* WHAT TO PRODUCE *
Return each record word for word and omit the pictures.
..............................
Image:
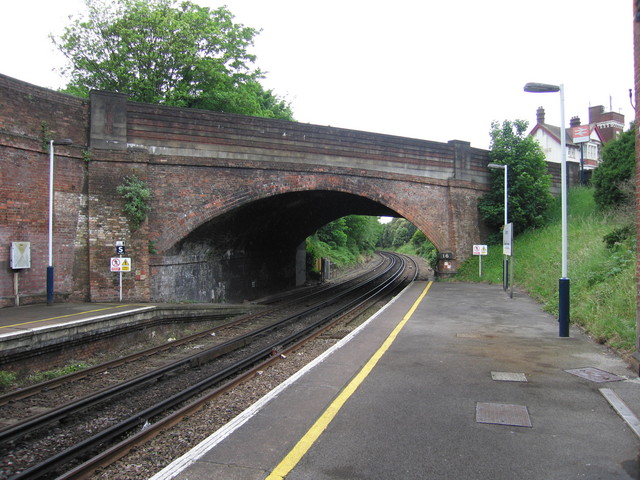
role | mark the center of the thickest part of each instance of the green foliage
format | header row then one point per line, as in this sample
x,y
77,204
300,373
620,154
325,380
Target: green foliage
x,y
164,51
425,248
396,233
137,197
528,180
56,373
344,240
614,175
7,379
46,135
601,268
403,236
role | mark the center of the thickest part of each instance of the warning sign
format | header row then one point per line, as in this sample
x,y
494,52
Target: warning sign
x,y
120,264
480,250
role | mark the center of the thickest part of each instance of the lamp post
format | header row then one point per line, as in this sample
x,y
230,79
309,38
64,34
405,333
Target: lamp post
x,y
65,141
564,283
505,280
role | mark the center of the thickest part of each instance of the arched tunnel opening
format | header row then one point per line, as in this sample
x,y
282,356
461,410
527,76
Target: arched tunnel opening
x,y
254,250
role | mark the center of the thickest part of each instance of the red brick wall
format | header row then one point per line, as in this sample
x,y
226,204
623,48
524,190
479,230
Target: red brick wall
x,y
216,162
30,116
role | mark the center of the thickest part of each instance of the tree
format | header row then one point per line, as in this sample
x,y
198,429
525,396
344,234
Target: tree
x,y
613,179
159,51
529,183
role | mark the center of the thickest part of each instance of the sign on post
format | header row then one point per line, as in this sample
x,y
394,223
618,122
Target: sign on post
x,y
480,250
581,133
120,264
507,239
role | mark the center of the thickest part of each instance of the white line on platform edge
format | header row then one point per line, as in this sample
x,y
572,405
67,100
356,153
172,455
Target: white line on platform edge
x,y
189,458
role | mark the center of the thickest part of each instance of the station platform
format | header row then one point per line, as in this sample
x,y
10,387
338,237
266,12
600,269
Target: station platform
x,y
42,327
448,381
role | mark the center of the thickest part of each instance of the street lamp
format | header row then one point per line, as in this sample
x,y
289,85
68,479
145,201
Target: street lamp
x,y
65,141
563,306
505,280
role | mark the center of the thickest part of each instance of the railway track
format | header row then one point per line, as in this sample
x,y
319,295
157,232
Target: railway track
x,y
181,383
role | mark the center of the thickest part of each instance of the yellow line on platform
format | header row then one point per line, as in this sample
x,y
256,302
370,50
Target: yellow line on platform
x,y
307,441
64,316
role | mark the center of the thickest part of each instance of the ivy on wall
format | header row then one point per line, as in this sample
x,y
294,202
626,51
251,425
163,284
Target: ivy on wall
x,y
137,196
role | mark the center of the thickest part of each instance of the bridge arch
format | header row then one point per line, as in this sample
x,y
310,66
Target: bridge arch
x,y
204,168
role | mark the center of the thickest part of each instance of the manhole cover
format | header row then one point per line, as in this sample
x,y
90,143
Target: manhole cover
x,y
508,377
501,414
595,375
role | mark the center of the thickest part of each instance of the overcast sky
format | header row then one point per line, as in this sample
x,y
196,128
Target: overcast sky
x,y
430,69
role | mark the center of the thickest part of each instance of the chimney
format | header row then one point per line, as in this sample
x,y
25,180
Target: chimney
x,y
595,113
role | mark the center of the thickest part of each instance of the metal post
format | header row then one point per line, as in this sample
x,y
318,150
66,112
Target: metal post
x,y
563,307
50,265
564,283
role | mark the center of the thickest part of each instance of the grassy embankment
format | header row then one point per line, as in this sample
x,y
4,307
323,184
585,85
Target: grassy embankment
x,y
603,282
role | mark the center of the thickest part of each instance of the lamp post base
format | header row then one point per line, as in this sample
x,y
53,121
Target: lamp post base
x,y
563,307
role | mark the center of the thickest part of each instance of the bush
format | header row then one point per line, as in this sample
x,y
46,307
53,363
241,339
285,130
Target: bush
x,y
611,179
137,197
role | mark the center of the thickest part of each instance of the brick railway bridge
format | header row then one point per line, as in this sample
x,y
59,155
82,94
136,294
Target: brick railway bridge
x,y
234,197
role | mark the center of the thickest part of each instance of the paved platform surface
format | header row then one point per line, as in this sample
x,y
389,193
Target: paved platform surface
x,y
29,317
420,412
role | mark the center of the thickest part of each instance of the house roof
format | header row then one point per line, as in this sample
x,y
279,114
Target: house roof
x,y
554,132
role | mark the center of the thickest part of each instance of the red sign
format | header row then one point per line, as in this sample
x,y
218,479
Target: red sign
x,y
581,133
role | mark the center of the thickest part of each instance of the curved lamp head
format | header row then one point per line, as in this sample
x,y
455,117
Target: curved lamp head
x,y
534,87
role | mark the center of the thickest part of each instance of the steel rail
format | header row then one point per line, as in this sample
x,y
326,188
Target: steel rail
x,y
116,452
141,418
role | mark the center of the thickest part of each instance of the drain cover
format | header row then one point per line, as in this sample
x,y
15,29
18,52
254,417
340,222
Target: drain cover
x,y
508,377
595,375
500,414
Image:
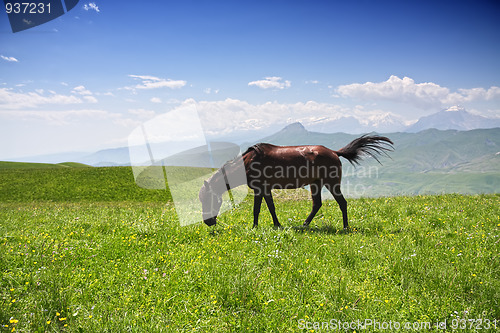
..............................
* ANSWER BELOW *
Image:
role | mark the center of the thickest part of each instance of the green foliage
format | header row then one point per line, as in this sample
x,y
77,204
300,373
620,154
325,380
Target: green foliage
x,y
164,51
425,248
396,233
137,197
528,180
56,373
344,240
614,175
7,379
46,135
601,268
403,236
role | mark the center of the thickest part of each instance of the warning sign
format | header row then one point per line, as in this sample
x,y
494,52
Target: warning sign
x,y
120,264
480,250
role | mark the center of the thickest part of each instance of the lamp post
format | header row then one point per line, as in this sample
x,y
230,79
309,38
64,34
405,333
Target: lamp post
x,y
65,141
564,283
505,280
role | mark the center of the thickest part of each instance of the arched tunnel opening
format | header row then one point per line, as in this sample
x,y
282,356
461,410
527,76
Target: arched tunnel opening
x,y
254,250
role | mark the center of the thickest part of each instance of the red brick wall
format | header row then one point per line, as in this sample
x,y
226,204
623,48
524,190
479,230
Target: red brick wall
x,y
216,162
30,116
role | mark the center of the thickest part of each instance of the tree
format | header row then one point per line, as in this sample
x,y
198,429
525,396
344,234
Target: tree
x,y
613,179
159,51
529,183
role | mark the center of the thickest part of each instance of the sign on post
format | header row then one point per line, as in this sample
x,y
394,223
618,122
Target: sign on post
x,y
480,250
581,133
120,264
507,239
role | mark the center of the thickest part of each instance of the white line on platform edge
format | header row then one point per line, as in this sample
x,y
572,405
67,100
356,153
172,455
Target: white line on platform edge
x,y
189,458
role | mark the center of the thickest part of each instance of the station platform
format | header row then one point per line, as in this sample
x,y
10,387
338,237
266,12
600,269
Target: station platform
x,y
42,327
448,381
role | mark the center of the thickest part of each instance of the street lamp
format | header row then one point per line, as in this sample
x,y
289,85
68,479
145,201
Target: street lamp
x,y
65,141
563,306
505,280
role | mark the center of the thickest part of each instance of the railway track
format | header row then one point per line, as in this sample
x,y
319,295
157,232
Target: railway track
x,y
181,383
role | mark the center of the thickest part of each instance of the yellow line on platform
format | header row then one point per line, as in this sample
x,y
256,302
370,50
Target: yellow line on platform
x,y
307,441
64,316
role | mark the center of the thickest part of each instance of the ivy on wall
format | header row then one point per line, as in this sample
x,y
294,202
626,51
251,425
163,284
Target: ivy on wall
x,y
137,196
role | mark the center of the thickest part of each instance of the bridge arch
format | header row then one point per line, as in this sample
x,y
310,66
Target: bridge arch
x,y
204,168
role | mark the center of the thickest part of each instance of the manhole cover
format | header row then one point per line, as in this sample
x,y
90,143
Target: manhole cover
x,y
508,377
501,414
595,375
role | mark the center of the thickest part of each instance of the overcast sky
format | header row then one point per line, as in this sample
x,y
196,128
Target: overcast sky
x,y
430,69
role | mark the center of the thickest part of each instance of the chimney
format | header row then one point per line, as in this sample
x,y
25,180
Target: chimney
x,y
595,113
role | mark the center of the thickest part of each instance of the metal post
format | header row then one point per line, as in this sample
x,y
318,150
66,112
Target: metal post
x,y
563,307
50,265
564,283
role | mark the center of the thickest part of each instance of the grassy embankment
format | header row then one point per line, as in this sample
x,y
4,307
323,184
585,85
Target: grassy embankment
x,y
603,282
role | mark the center of the thickest part of each instance of the lamp post base
format | header row then one point per line, as in this sample
x,y
53,121
Target: lamp post base
x,y
563,307
role | mark the center of the thickest part of each instance of the bush
format | header row then one point per line, as in this sample
x,y
46,307
53,363
241,339
285,130
Target: bush
x,y
611,179
137,197
role | mark the center of the thickest part of each instance of the brick railway bridge
format | header row then one point per line, as in this sample
x,y
59,155
82,94
136,294
Target: brick railway bridge
x,y
234,197
role | mark the center of the thickest part of each instance of the paved platform surface
format | header row then one point per line, as in this sample
x,y
389,193
Target: paved platform surface
x,y
29,317
420,412
role | mark the center of the thickest part of each instance of the house roof
format | header row then one point per line, as in this sample
x,y
279,114
Target: house roof
x,y
554,132
role | mark the center of the thickest part of each instance of the red sign
format | header row then one point per line, as in this sample
x,y
218,479
Target: red sign
x,y
581,133
role | mark the center of the thickest part of each instance of the curved lamp head
format | header row then one point per line, as in this sample
x,y
455,117
Target: curved lamp head
x,y
534,87
role | mark the center of the thickest part of each instance of the steel rail
format | header row then one point per line, as in this sample
x,y
326,188
Target: steel rail
x,y
116,452
141,418
role | mark the center of the thickest part of each instance of the drain cover
format | header row then one point per line, as in this sample
x,y
15,29
18,52
254,417
340,222
Target: drain cover
x,y
508,377
595,375
500,414
Image:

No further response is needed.